### PASSAGEM DO DOCUMENTO
───
Terá sido Karl Marx a avisar que a História ocorre  primeiro como tragédia e depois como farsa. Verdade ou não, a realidade confirma a citação e em alguns casos vai mais longe. No caso das vacinas passámos da tragédia à farsa e desta directamente para a pantomina.

Primeiro foram os casos de autarcas em Reguengos de Monsaraz, Arcos de Valdevez e Seixal, e depois de funcionários da Segurança Social em Setúbal. Tudo em registo de “chico-espertice” generalizada, com alegações de que se trata de autarcas e funcionários públicos que estão na “linha da frente” e devem ser protegidos, quando uma simples avaliação da situação permite concluir que estão tanto em risco como qualquer um de nós confinados em casa. Com a escassez de vacinas e a pandemia pior que nunca os casos são trágicos…

Mais recentemente, já em verdadeiro clima de farsa, foram vacinados  os funcionários de uma pastelaria, que por sinal funciona ao lado da delegação regional do Norte do INEM, e o dono de um restaurante, “especializado em francesinhas” (diz a reportagem), também perto do INEM, onde, por coincidência, confirmou um dos técnicos, “nós vamos comer há muito tempo todos os dias”.

Neste caso, a situação que determinou a autodemissão do director do INEM (haja alguém…), veio embalada com a justificação de que as vacinas estariam em vias de ficar inutilizadas. Não que a ideia do aproveitamento das vacinas em risco de inutilização seja má. O que é mau é imaginar que para se resolver o problema se convidam os amigos ou conhecidos para, em jeito de favor, as despachar.
───
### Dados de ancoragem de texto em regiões
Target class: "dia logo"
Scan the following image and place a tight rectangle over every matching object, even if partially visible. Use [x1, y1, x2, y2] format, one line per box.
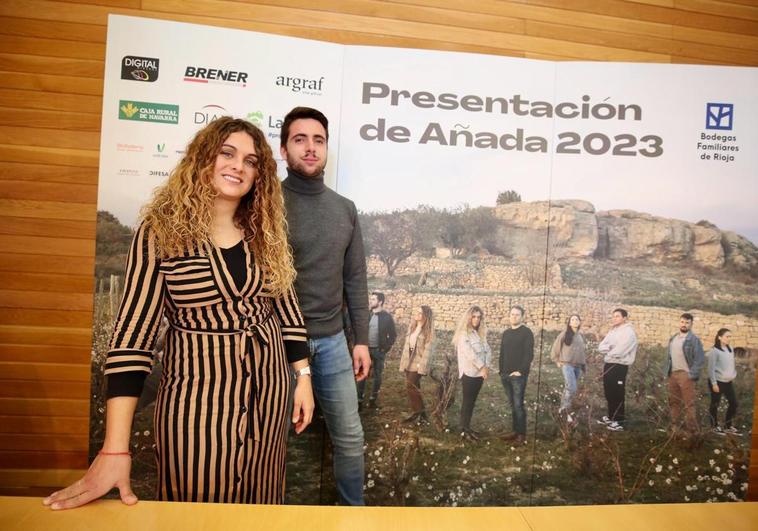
[195, 105, 227, 125]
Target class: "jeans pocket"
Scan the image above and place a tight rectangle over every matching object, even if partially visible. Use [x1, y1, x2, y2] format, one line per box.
[311, 334, 353, 375]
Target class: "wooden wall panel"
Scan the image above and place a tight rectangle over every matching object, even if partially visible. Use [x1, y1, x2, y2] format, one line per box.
[0, 0, 758, 499]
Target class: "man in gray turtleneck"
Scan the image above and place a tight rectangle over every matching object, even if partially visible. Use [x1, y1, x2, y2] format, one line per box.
[279, 107, 371, 505]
───
### AÇÕES A REALIZAR
a. Transcreva do texto sobre as vacinas o trecho entre "Neste caso, a" e "favor, as despachar.", ambos incluídos.
b. Pegue no texto sobre as vacinas e continue-o a partir da última frase apresentada.
A listagem provém de uma fonte diferente.

### RESPOSTAS POR TAREFA
a.
Neste caso, a situação que determinou a autodemissão do director do INEM (haja alguém…), veio embalada com a justificação de que as vacinas estariam em vias de ficar inutilizadas. Não que a ideia do aproveitamento das vacinas em risco de inutilização seja má. O que é mau é imaginar que para se resolver o problema se convidam os amigos ou conhecidos para, em jeito de favor, as despachar.

b.
No intervalo, o responsável pela task force (o que quer que isto signifique) que executa o plano de vacinas anti-Covid, confrontado com a batota, veio dizer duas coisas: “o sistema está montado para vacinar as pessoas, não para procurar batoteiros”, e não é “imoral”, ao contrário do que pensam os eleitores que “têm espírito vingativo”, como os de André Ventura, dar a segunda toma da vacina a quem tomou a primeira abusivamente. Não entendi. Provavelmente porque não sou eleitor de André Ventura.

Por fim, a farsa evolui para a mais sofisticada pantomina com a ideia da vacinação imediata dos políticos. Desde logo, os deputados da Assembleia da República, iniciativa que começou logo por gerar o vai e vem natural de quem não sabe se deve privilegiar o interesse público ou o interesse privado, jogo de mímica em que alguns se mostraram exímios.

O mesmo jogo de sombras transitou para o Governo, sem que se soubesse como e porquê deveriam eles ser vacinados agora com carácter prioritário. A última cena coube ao Presidente da República, que sabe muito bem o que é o interesse público e se preocupa com a imagem dos políticos, que avisou: “ninguém de bom senso quereria passar centenas ou milhares de cargos políticos ou funcionários, de supetão  à frente de milhares de idosos com doenças mais graves”. Mas parece que é isso que na realidade se quer fazer.

O autor escreve de acordo com a antiga ortografia.